Stored data
-------

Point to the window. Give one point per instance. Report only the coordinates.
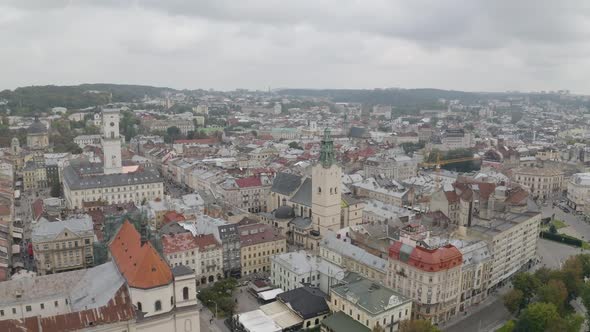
(185, 293)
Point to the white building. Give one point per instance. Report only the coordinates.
(578, 191)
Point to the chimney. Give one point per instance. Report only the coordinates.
(144, 238)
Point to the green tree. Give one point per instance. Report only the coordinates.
(417, 325)
(537, 316)
(527, 283)
(514, 301)
(508, 327)
(554, 292)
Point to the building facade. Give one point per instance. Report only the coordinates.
(63, 245)
(544, 183)
(258, 243)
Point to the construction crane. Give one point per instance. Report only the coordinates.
(439, 163)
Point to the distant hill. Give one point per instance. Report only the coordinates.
(34, 99)
(398, 97)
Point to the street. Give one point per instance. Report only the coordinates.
(246, 302)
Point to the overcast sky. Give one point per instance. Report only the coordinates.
(488, 45)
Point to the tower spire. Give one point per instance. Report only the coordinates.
(327, 150)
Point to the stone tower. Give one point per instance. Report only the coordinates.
(111, 141)
(326, 179)
(15, 146)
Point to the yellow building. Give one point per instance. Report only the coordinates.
(34, 176)
(63, 245)
(259, 242)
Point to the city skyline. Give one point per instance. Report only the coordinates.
(468, 46)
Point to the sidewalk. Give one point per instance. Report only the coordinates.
(491, 299)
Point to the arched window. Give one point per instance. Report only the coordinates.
(185, 293)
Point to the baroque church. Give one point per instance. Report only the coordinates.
(303, 208)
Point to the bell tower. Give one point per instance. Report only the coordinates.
(326, 180)
(111, 141)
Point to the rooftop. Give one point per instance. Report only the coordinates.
(369, 296)
(139, 263)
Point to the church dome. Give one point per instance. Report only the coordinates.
(37, 127)
(284, 212)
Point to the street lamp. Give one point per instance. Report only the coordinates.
(215, 306)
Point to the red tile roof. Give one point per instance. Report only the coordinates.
(173, 216)
(196, 141)
(118, 309)
(451, 196)
(429, 260)
(251, 181)
(140, 264)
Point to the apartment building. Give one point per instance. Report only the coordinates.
(369, 303)
(512, 239)
(430, 277)
(258, 243)
(341, 252)
(543, 183)
(399, 167)
(292, 270)
(248, 193)
(200, 253)
(63, 245)
(578, 191)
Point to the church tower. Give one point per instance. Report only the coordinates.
(111, 141)
(326, 179)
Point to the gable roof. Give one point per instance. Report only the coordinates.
(140, 264)
(308, 302)
(286, 183)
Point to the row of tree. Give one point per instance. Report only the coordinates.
(540, 301)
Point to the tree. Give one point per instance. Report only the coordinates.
(537, 317)
(514, 301)
(527, 283)
(417, 325)
(554, 292)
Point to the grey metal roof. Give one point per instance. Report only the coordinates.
(369, 296)
(303, 195)
(86, 289)
(307, 301)
(349, 250)
(286, 183)
(301, 223)
(93, 177)
(341, 322)
(181, 270)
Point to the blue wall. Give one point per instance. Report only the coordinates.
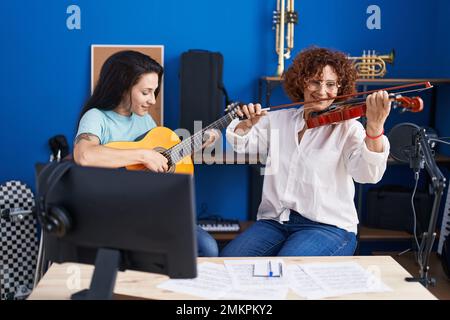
(45, 67)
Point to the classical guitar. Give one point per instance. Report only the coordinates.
(168, 143)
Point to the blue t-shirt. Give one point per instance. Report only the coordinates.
(109, 126)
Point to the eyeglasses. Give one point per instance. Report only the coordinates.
(315, 85)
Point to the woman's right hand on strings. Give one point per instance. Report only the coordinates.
(252, 114)
(154, 161)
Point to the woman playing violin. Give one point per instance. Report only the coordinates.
(307, 206)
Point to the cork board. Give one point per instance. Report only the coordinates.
(99, 54)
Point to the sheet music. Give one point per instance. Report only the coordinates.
(303, 285)
(241, 272)
(235, 280)
(342, 278)
(445, 222)
(212, 282)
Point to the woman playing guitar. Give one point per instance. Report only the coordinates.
(118, 111)
(307, 206)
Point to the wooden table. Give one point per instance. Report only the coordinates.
(62, 280)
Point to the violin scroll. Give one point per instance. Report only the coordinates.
(413, 104)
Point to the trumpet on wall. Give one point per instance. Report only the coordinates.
(371, 65)
(284, 19)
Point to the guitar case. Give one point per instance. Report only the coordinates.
(202, 91)
(19, 240)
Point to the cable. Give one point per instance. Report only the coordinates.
(438, 140)
(416, 178)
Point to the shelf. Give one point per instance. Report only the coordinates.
(372, 234)
(365, 234)
(228, 236)
(376, 81)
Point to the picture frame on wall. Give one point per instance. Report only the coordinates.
(101, 52)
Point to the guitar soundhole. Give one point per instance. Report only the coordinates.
(169, 162)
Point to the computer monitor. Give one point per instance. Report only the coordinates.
(117, 220)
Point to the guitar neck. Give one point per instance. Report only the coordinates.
(195, 142)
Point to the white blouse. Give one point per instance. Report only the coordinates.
(315, 177)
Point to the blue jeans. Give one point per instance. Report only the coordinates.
(207, 246)
(297, 237)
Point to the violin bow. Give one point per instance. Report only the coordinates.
(425, 86)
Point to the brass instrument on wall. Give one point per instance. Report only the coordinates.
(283, 17)
(371, 65)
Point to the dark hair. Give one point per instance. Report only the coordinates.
(120, 73)
(308, 63)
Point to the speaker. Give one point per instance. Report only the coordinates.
(202, 90)
(55, 220)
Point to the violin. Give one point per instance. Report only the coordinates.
(356, 108)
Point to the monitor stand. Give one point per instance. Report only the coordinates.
(104, 278)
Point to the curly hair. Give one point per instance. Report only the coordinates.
(310, 63)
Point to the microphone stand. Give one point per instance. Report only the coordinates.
(423, 155)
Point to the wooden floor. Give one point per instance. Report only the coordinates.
(442, 288)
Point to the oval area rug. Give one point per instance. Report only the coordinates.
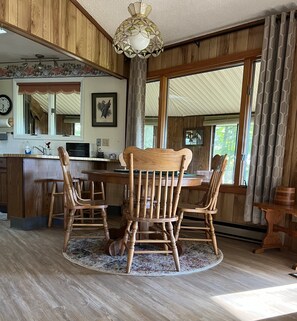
(89, 253)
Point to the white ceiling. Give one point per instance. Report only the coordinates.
(179, 20)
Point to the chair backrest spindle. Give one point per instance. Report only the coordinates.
(155, 180)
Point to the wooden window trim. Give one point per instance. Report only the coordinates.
(247, 58)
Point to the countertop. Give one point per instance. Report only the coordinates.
(93, 159)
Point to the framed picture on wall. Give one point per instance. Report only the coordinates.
(104, 109)
(194, 137)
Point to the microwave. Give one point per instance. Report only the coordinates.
(78, 149)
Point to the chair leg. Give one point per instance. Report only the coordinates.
(51, 209)
(174, 247)
(125, 238)
(164, 232)
(105, 225)
(68, 230)
(178, 225)
(131, 246)
(213, 235)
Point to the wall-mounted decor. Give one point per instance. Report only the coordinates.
(104, 109)
(194, 137)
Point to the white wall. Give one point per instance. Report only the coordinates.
(116, 135)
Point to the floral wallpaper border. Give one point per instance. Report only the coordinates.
(26, 70)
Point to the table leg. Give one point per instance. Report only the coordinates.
(272, 239)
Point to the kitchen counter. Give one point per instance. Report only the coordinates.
(39, 156)
(27, 187)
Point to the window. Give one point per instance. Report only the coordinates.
(48, 109)
(225, 138)
(213, 100)
(151, 114)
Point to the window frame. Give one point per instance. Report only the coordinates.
(17, 112)
(247, 59)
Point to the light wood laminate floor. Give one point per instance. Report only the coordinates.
(38, 283)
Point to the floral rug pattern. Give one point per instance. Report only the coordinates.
(89, 253)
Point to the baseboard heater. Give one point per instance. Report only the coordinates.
(236, 231)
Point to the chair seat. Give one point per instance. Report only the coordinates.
(89, 204)
(161, 219)
(207, 208)
(195, 208)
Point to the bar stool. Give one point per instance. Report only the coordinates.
(54, 194)
(91, 190)
(87, 188)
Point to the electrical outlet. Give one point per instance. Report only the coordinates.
(105, 142)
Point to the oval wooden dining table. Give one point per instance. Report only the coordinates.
(121, 177)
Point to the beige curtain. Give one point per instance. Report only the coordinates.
(271, 112)
(136, 103)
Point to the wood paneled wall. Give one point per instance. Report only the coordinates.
(60, 24)
(212, 50)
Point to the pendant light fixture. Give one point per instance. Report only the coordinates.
(138, 35)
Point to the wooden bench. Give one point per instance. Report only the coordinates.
(274, 213)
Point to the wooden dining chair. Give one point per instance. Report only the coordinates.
(155, 178)
(75, 206)
(205, 209)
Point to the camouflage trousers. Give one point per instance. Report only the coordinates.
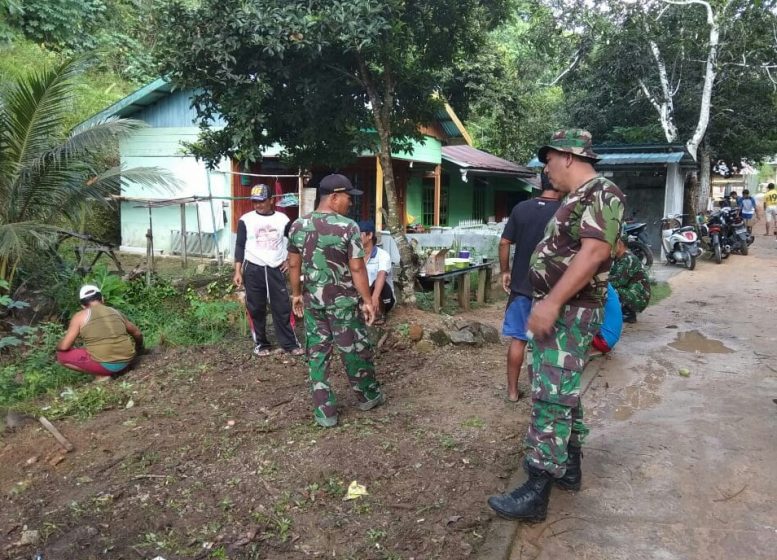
(342, 328)
(557, 364)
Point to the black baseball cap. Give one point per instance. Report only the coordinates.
(337, 183)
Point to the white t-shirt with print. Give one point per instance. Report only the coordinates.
(380, 260)
(265, 243)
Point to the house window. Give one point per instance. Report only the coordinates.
(479, 199)
(428, 201)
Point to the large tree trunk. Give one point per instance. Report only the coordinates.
(381, 113)
(705, 166)
(408, 259)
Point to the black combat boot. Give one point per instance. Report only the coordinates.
(528, 502)
(573, 478)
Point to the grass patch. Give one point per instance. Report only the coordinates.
(659, 291)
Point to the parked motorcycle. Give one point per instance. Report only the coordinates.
(710, 231)
(637, 242)
(680, 243)
(737, 235)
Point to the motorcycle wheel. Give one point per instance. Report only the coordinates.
(642, 252)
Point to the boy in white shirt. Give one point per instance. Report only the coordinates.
(379, 271)
(261, 264)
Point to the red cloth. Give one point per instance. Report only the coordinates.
(81, 359)
(278, 196)
(600, 344)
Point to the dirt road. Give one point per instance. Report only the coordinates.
(677, 467)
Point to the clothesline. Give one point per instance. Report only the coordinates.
(297, 176)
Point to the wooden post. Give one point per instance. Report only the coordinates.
(199, 227)
(437, 193)
(149, 248)
(183, 233)
(464, 291)
(300, 186)
(379, 196)
(482, 272)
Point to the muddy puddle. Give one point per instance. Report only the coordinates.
(694, 341)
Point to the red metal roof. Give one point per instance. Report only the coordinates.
(468, 157)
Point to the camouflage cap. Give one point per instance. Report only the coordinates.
(260, 192)
(574, 141)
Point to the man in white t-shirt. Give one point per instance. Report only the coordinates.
(260, 265)
(379, 272)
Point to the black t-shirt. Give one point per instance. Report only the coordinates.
(526, 228)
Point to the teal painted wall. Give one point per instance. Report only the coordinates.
(413, 199)
(161, 148)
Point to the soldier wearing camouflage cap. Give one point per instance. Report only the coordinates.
(568, 273)
(325, 249)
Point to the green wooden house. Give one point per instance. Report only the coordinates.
(443, 181)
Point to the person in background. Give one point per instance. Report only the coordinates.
(261, 265)
(379, 272)
(110, 340)
(328, 275)
(770, 208)
(524, 229)
(631, 281)
(747, 208)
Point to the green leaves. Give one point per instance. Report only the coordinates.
(313, 75)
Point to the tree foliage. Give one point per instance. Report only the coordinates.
(324, 79)
(514, 105)
(608, 92)
(118, 35)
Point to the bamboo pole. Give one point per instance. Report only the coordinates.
(378, 195)
(437, 193)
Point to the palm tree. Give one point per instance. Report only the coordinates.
(46, 176)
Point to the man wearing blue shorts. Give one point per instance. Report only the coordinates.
(612, 326)
(525, 228)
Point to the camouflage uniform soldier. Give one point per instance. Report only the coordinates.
(630, 280)
(568, 273)
(325, 249)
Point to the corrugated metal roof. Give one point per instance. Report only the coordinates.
(134, 102)
(468, 157)
(633, 158)
(447, 125)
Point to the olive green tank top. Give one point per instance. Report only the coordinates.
(105, 335)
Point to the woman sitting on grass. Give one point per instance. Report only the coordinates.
(111, 341)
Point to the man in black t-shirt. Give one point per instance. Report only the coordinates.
(525, 228)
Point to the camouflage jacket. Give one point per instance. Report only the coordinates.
(595, 210)
(326, 241)
(630, 280)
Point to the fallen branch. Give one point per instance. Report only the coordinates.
(731, 497)
(63, 441)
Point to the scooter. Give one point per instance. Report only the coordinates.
(680, 243)
(711, 235)
(738, 237)
(637, 242)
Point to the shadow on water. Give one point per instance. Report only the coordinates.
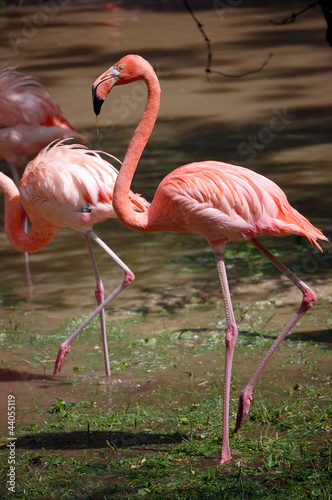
(95, 439)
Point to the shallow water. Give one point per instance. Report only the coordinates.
(228, 119)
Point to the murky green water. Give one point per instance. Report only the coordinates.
(67, 45)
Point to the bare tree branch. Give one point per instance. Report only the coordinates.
(294, 15)
(208, 69)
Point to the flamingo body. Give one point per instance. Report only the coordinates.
(66, 185)
(221, 202)
(29, 118)
(71, 186)
(224, 202)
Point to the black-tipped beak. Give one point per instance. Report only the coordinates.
(96, 101)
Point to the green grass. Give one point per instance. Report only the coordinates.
(157, 433)
(283, 450)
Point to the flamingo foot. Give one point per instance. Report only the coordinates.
(243, 409)
(63, 351)
(225, 456)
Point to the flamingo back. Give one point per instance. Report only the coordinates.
(29, 117)
(71, 186)
(226, 202)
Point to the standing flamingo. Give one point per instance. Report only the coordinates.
(29, 119)
(66, 186)
(221, 202)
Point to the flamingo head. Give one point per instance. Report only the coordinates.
(127, 70)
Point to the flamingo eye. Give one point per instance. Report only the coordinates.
(116, 70)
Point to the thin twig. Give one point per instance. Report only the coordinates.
(208, 69)
(206, 38)
(293, 16)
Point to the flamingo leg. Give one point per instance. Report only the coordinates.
(99, 293)
(309, 298)
(230, 339)
(128, 279)
(16, 174)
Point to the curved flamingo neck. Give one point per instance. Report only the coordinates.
(42, 232)
(121, 203)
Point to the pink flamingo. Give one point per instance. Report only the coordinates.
(221, 202)
(66, 186)
(29, 119)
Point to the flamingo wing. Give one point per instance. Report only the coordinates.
(227, 202)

-------

## Do this
Your task is to write out the lines from the one with "Point to the flamingo eye." through the end of the records, exactly and with nothing added.

## Answer to the task
Point to the flamingo eye. Give one point per instance. Report only the coordinates.
(116, 70)
Point to the thin twig. Give one point per instance. Report only the coordinates.
(208, 69)
(206, 38)
(293, 16)
Point to the flamingo leg. Give one point per instance. Report only the coordinates.
(99, 293)
(309, 298)
(230, 339)
(128, 279)
(16, 174)
Point to the curved flamingo neck. Give one point per instance. Report only the coordinates.
(42, 232)
(121, 203)
Point to the pink flamingo. Give one point per instance. Report only the coordinates.
(221, 202)
(66, 186)
(29, 119)
Point to the flamingo wing. Give one point per instance. Report only the coordinates.
(227, 202)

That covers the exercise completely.